Content starts
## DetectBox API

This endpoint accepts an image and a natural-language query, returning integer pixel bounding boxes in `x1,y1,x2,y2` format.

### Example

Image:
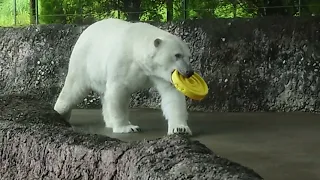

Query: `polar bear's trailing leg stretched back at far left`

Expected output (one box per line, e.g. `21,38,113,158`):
54,76,89,121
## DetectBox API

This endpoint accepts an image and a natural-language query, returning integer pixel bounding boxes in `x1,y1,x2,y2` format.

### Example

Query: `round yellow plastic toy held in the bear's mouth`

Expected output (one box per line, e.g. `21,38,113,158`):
171,70,209,100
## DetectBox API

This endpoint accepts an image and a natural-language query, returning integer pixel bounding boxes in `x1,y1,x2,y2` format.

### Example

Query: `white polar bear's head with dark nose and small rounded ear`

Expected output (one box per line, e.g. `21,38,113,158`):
141,35,194,82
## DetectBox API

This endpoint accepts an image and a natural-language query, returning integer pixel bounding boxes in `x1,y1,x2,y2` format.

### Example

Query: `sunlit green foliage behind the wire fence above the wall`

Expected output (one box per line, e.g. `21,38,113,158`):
0,0,320,26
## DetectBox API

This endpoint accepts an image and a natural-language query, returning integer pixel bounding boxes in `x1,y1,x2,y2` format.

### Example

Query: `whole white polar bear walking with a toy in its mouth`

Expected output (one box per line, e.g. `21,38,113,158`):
54,18,194,135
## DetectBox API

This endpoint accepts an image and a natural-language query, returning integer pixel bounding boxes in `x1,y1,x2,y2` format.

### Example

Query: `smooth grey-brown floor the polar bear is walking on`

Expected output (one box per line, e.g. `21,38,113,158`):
71,110,320,180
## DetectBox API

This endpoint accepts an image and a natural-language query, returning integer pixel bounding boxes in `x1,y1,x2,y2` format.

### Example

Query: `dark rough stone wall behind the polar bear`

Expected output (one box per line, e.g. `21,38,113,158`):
0,17,320,112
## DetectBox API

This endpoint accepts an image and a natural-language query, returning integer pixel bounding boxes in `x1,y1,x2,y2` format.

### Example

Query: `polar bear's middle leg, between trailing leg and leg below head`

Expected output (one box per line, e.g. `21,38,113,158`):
102,85,140,133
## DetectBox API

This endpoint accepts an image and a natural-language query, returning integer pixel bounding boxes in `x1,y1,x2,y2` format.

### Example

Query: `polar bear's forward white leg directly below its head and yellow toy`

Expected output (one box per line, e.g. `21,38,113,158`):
156,82,192,135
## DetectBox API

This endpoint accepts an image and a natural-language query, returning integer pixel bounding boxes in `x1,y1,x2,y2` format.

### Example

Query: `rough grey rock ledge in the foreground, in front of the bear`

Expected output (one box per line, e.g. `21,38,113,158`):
0,95,262,180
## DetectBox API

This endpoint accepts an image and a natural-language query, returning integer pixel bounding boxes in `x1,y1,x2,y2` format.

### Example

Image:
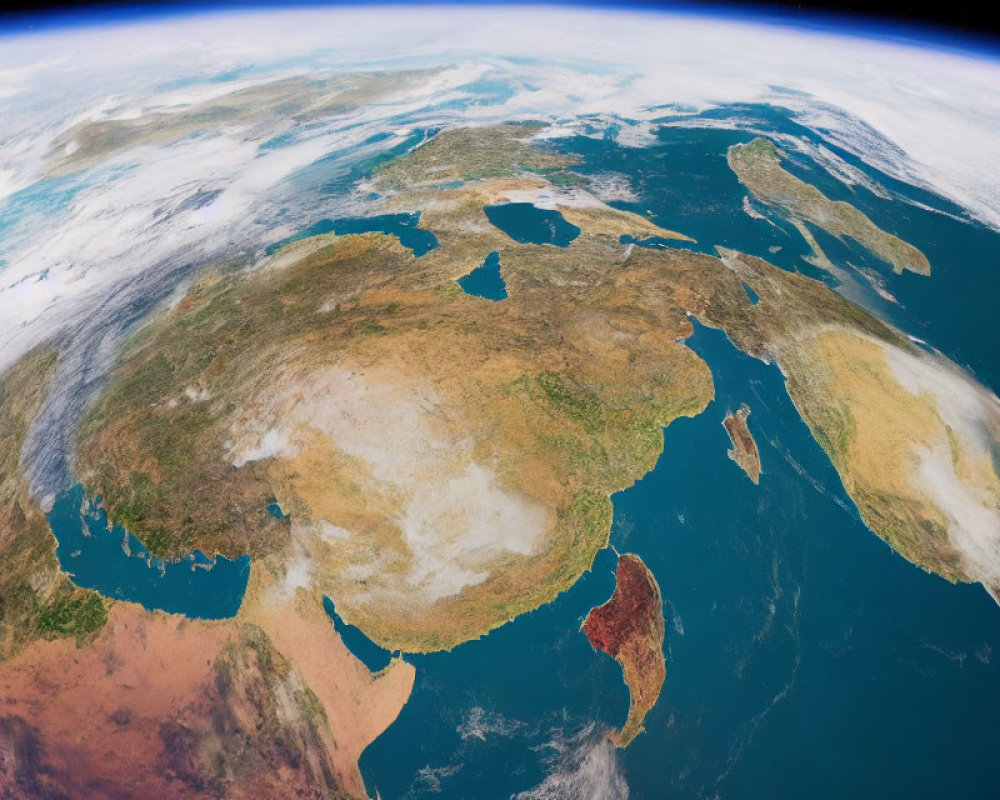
Content ends
An exact copy of every entry above is required, without the pictures.

# RESULT BELOW
## DetectBox API

This endpoint accepts an image and a natural-language query, returning integer pixel bounding boxes in `x1,y1,x2,y2` format.

### Example

Image:

Query: `polar bear's trailing leg stretched back at far left`

Expected output (one box per line, e.g. `21,38,113,158`):
54,76,89,121
## DetectBox API

This endpoint accepts an image and a natural-language query, returning integer pixel bounding boxes in `x1,y1,x2,y2` format.

### Example

Query: `round yellow plastic toy held in the bear's mouth`

Expected output (one box per line, e.g. `21,38,113,158`):
171,70,209,100
## DetectBox API

This endpoint accepts an image and a natural-language query, returning integer pixel bounding boxes in `x1,y1,x2,y2` format.

### Example

Query: `white polar bear's head with dark nose and small rounded ear`

Expected output (one box per line, e.g. `21,38,113,158`):
141,35,194,82
## DetectBox API

This endpoint accepts an image and a natural-language query, returning integer pixel bounding boxes in `x1,y1,x2,y2` format.

### Example

Query: `sunlit green foliage behind the wire fence above the wall`

Expected output (one box per line, e.g. `21,38,113,158`):
0,0,320,26
## DetectBox API

This endpoint accepts an image and a natural-language query, returning integer pixel bounding boxes in `x1,y1,x2,y2` format.

### Example

Query: `whole white polar bear walking with a toy in its mouth`

Expected output (one box per line, e.g. `21,38,113,158`):
54,18,194,135
## DetectBox API

This endpoint accepts an image and a natural-language query, returning integer pixel bounding boxes in `x1,y1,x2,y2` format.

### Example

Query: `smooth grey-brown floor the polar bear is walking on`

Expected output (one box per line, e.g. `21,38,113,158`):
71,110,320,180
## DetectBox API

This endpoint accepts an image and a natural-language query, returning integer pixel bounding boxes in `x1,y1,x2,y2` format.

### Example

Query: `dark rough stone wall behind the polar bear`

Expected output (one box per line, e.g. `21,38,113,158`):
0,17,320,112
## DetectBox API

This endpoint accepts an image and a natural-language query, returning integer pixel bounding boxes in `x1,y1,x2,y2` format.

### Example

Query: `polar bear's middle leg, between trailing leg and leg below head`

Expected output (one box per line, e.g. `21,38,113,158`):
102,85,140,133
## DetectBox API

This endpoint accepts an image and a natural-language query, returning integer pixel bounding boxes in `x1,y1,x2,y2` format.

### Example

Query: `polar bear's forward white leg directly below its head and yellow toy`

Expected output (one box per line, e.g. `21,38,113,158`):
156,82,192,135
## DetectBox API

This endpoint accepts an image and a natural-language query, returning integer pixel bounding boxes in `x1,y1,x2,y2` format.

### Example

Query: `rough grey rock ledge in the foreground, in front of the bear`

Expected output (one box per line, e.g. `21,38,113,158`):
0,95,262,180
## DetectBox API

This endpoint accepts an image and a natural-language query, returning integer pixel bounding boxes in `x1,y1,x2,y2` format.

### Example

Image:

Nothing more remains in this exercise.